Referring expression data:
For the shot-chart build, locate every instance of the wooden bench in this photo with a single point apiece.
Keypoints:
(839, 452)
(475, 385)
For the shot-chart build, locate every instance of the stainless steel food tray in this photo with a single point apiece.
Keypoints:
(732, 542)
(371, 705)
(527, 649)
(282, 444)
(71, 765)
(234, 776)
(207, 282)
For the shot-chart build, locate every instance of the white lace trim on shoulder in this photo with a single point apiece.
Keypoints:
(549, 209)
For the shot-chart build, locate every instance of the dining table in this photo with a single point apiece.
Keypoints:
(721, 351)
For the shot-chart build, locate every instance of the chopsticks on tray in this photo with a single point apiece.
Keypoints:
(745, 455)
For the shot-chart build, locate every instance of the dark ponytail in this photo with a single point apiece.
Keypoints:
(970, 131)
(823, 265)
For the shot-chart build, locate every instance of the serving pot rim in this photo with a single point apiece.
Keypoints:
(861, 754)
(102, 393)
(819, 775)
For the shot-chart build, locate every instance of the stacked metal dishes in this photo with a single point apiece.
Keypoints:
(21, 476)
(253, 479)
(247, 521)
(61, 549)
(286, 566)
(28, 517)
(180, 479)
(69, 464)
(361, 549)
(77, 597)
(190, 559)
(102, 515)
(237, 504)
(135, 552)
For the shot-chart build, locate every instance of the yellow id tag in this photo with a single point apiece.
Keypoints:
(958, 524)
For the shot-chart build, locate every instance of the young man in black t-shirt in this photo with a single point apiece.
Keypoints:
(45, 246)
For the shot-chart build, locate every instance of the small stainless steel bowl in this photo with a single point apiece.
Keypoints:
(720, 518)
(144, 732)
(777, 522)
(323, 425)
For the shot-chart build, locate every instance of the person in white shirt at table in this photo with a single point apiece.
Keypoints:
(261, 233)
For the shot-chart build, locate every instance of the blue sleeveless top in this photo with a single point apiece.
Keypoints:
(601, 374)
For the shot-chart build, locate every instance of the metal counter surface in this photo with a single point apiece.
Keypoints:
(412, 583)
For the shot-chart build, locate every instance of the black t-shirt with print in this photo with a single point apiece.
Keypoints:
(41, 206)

• Task item:
Each record above should be returned exactly as written.

• Response area:
For the shot-chart build, locate every instance of the wooden bench in this photo with a single point apiece.
Keypoints:
(839, 452)
(475, 385)
For the shot-chart build, locate every instance of the stainless steel food tray in this photo with a single point apiece.
Keypoints:
(732, 542)
(371, 705)
(527, 649)
(282, 444)
(71, 765)
(234, 776)
(207, 282)
For the shot-chart build, locate every instance of the white lace trim on shoulder in this photo with a single point apiece.
Keypoints:
(549, 209)
For the shot-chart build, locate every instance of the dining table in this photo with a single point apiece.
Keypoints:
(721, 351)
For the shot-chart build, locate every instance of the chopsticks on tray in this photo with a single point apiece.
Keypoints:
(745, 455)
For the shot-chart build, locate every instance of the dark ponytail in this photo with a single point apiece.
Keypoints:
(970, 131)
(823, 265)
For the shot-chart build, locate every instance of the serving pot rim in this photo with a single point apiece.
Keypoints:
(861, 754)
(102, 393)
(819, 775)
For the shot-chart build, locate every instance of the stacked metal dishes in this photo with a single point apiece.
Keypoints:
(21, 476)
(253, 479)
(247, 521)
(61, 549)
(286, 566)
(28, 517)
(180, 479)
(69, 464)
(361, 549)
(77, 597)
(190, 559)
(102, 515)
(237, 504)
(135, 552)
For the shot-chart build, locate every instance of the yellow id tag in this photo with a single point apiece.
Keypoints:
(958, 524)
For the shot-chart build, locate every instance of the young man in black t-shirt in this photo with a single point apiece.
Keypoints:
(45, 246)
For the shot-chart build, locate every instance of the small stainless steel bowl in this photo with a single point apiece.
Keypoints:
(720, 518)
(144, 732)
(777, 522)
(323, 425)
For the shot-chart build, locate every instance of the person in white shirt at table in this photo with a single point apiece.
Keypoints:
(261, 233)
For the shot-chart build, locate every instance of the blue sleeveless top in this photo with a single point apiece.
Keypoints:
(601, 374)
For the shot-chart build, locate every instance of the metal counter surface in this photo with a single point apiece.
Keypoints:
(412, 583)
For the shot-chart build, locate every instance of the black t-shirt with print in this photo with a single point apiece.
Keypoints:
(41, 206)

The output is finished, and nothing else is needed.